#### [Requirements]
A – From the text on alloy limits for oil casing steel, set down everything from "[0016] Nb: Nb" down to "toughness to 0.02-0.05%.", word for word.
B – Render this sentence from the text on alloy limits for oil casing steel in Spanish: "Mo mainly improves the strength and tempering stability of steel by carbides and solid solution strengthening."

[start of Source]

Therefore, the inventors of the present disclosure limit the Si
content in the low temperature resistant oil casing having high
strength and high toughness to 0.1-0.4%.
[0011] Mn: Mn is an austenite-forming element, which can improve
the hardenability of steel. In the steel system of the present
disclosure, if the content is less than 0.6%, the hardenability of
the steel is significantly lowered, the proportion of martensite is
lowered, and thereby the toughness is lowered. If the content is
more than 1.3%, the composition segregation in the steel is
remarkably increased, and the uniformity and impact property of the
hot-rolled microstructure are affected. Therefore, the inventors of
the present disclosure limit the Mn content in the low temperature
resistant oil casing having high strength and high toughness to
0.6-1.3%.
[0012] Mo: Mo mainly improves the strength and tempering stability
of steel by carbides and solid solution strengthening. In the steel
system of the present disclosure, due to the low carbon content, if
the Mo content is higher than 0.5%, it is hard for Mo to form more
carbide precipitation phase, resulting in a waste of the alloy, and
when the Mo content is less than 0.2%, the strength of the steel
cannot reach the requirement of high strength. Therefore, the
inventors of the present disclosure limit the Mo content in the low
temperature resistant oil casing having high strength and high
toughness to 0.2-0.5%.
[0013] Cr: Cr is an element that strongly enhances the
hardenability of steel, and is also a strong carbide-forming
element, which can precipitate carbides during tempering to
increase the strength of steel, but if the content is more than
1.4%, coarse M.sub.23C.sub.6 carbides tend to be precipitated at
grain boundary and martensitic lath bundle boundary to reduce
toughness. If the content is less than 1%, it is hard to ensure the
hardenability. Therefore, the inventors of the present disclosure
limit the Cr content in the low temperature resistant oil casing
having high strength and high toughness to 1-1.4%.
[0014] Ni: Ni is an austenite-forming element, which can enlarge
the austenite phase region, increase the stability of supercooled
austenite, improve the hardenability of steel, and increase the
proportion of residual austenite after quenching. Because of the
good plasticity and unique distribution of residual austenite, the
low temperature impact toughness of steel can be improved. If the
Ni content is less than 0.2%, the low temperature impact toughness
is not improved obviously. If the Ni content is more than 0.5%, the
low temperature impact toughness will no longer change, but the
strength of the steel is reduced, and the cost is increased.
Therefore, the inventors of the present disclosure limit the Ni
content in the low temperature resistant oil casing having high
strength and high toughness to 0.2-0.5%.
[0015] V: V element can refine grains in steel, and the carbides
formed by it can greatly improve the strength of steel through
precipitation strengthening. However, when the addition amount of V
is increased to a certain level, its further reinforcing effect is
not obvious, and V is a relatively expensive alloying element.
Therefore, the inventors of the present disclosure limit the V
content in the low temperature resistant oil casing having high
strength and high toughness to 0-0.1%.
[0016] Nb: Nb is an element for grain refinement and precipitation
strengthening, which can compensate for the decrease of strength
caused by the decrease of carbon content. When the content is less
than 0.02%, the effect is not obvious. When the content is more
than 0.05%, coarse Nb (CN) is likely to formed, thereby reducing
toughness. In addition, Nb is a relatively expensive alloying
element, and therefore, the inventors of the present disclosure
limit the Nb content in the low temperature resistant oil casing
having high strength and high toughness to 0.02-0.05%.

[end of Source]
[start of Information given]

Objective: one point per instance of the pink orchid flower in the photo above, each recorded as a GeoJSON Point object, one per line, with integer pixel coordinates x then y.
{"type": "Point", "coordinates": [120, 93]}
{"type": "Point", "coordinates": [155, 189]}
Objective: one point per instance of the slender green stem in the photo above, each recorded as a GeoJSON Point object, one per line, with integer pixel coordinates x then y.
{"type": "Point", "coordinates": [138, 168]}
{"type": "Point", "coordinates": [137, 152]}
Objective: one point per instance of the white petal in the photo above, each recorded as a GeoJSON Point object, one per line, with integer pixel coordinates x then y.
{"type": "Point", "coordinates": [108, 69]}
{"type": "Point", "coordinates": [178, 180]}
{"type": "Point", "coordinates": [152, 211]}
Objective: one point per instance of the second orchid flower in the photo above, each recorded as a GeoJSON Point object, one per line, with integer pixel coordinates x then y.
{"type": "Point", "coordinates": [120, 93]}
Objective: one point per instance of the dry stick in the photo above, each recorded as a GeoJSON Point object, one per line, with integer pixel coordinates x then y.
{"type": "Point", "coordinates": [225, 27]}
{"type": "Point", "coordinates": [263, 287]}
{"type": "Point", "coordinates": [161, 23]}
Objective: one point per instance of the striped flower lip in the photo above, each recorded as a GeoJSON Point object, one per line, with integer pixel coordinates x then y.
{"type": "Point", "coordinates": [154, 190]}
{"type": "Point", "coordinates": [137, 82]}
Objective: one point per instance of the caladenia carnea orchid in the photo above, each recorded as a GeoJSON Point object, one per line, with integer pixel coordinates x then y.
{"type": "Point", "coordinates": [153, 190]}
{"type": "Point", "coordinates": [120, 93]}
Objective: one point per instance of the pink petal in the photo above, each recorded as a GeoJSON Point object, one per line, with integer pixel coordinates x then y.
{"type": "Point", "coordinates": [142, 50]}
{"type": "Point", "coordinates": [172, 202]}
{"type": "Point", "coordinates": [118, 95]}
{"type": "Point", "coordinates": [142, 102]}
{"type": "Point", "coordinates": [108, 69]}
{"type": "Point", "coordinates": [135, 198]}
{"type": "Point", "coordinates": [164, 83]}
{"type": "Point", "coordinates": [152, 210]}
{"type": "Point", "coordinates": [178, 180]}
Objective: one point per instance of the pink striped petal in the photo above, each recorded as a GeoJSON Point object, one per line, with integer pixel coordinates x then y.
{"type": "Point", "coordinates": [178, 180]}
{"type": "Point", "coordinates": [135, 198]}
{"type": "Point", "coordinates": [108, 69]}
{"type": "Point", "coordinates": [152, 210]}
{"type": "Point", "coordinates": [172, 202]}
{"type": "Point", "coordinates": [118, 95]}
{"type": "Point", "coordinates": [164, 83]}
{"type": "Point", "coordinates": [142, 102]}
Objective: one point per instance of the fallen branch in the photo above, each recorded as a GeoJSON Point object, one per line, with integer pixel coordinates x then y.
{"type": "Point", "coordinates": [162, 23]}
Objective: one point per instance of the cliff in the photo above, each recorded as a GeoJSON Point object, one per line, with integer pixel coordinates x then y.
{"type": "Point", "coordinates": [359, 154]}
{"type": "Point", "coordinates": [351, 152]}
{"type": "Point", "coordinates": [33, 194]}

[end of Information given]

#### [Task-by-task results]
A –
[0016] Nb: Nb is an element for grain refinement and precipitation
strengthening, which can compensate for the decrease of strength
caused by the decrease of carbon content. When the content is less
than 0.02%, the effect is not obvious. When the content is more
than 0.05%, coarse Nb (CN) is likely to formed, thereby reducing
toughness. In addition, Nb is a relatively expensive alloying
element, and therefore, the inventors of the present disclosure
limit the Nb content in the low temperature resistant oil casing
having high strength and high toughness to 0.02-0.05%.

B – El Mo mejora principalmente la resistencia y la estabilidad al revenido del acero mediante carburos y endurecimiento por solución sólida.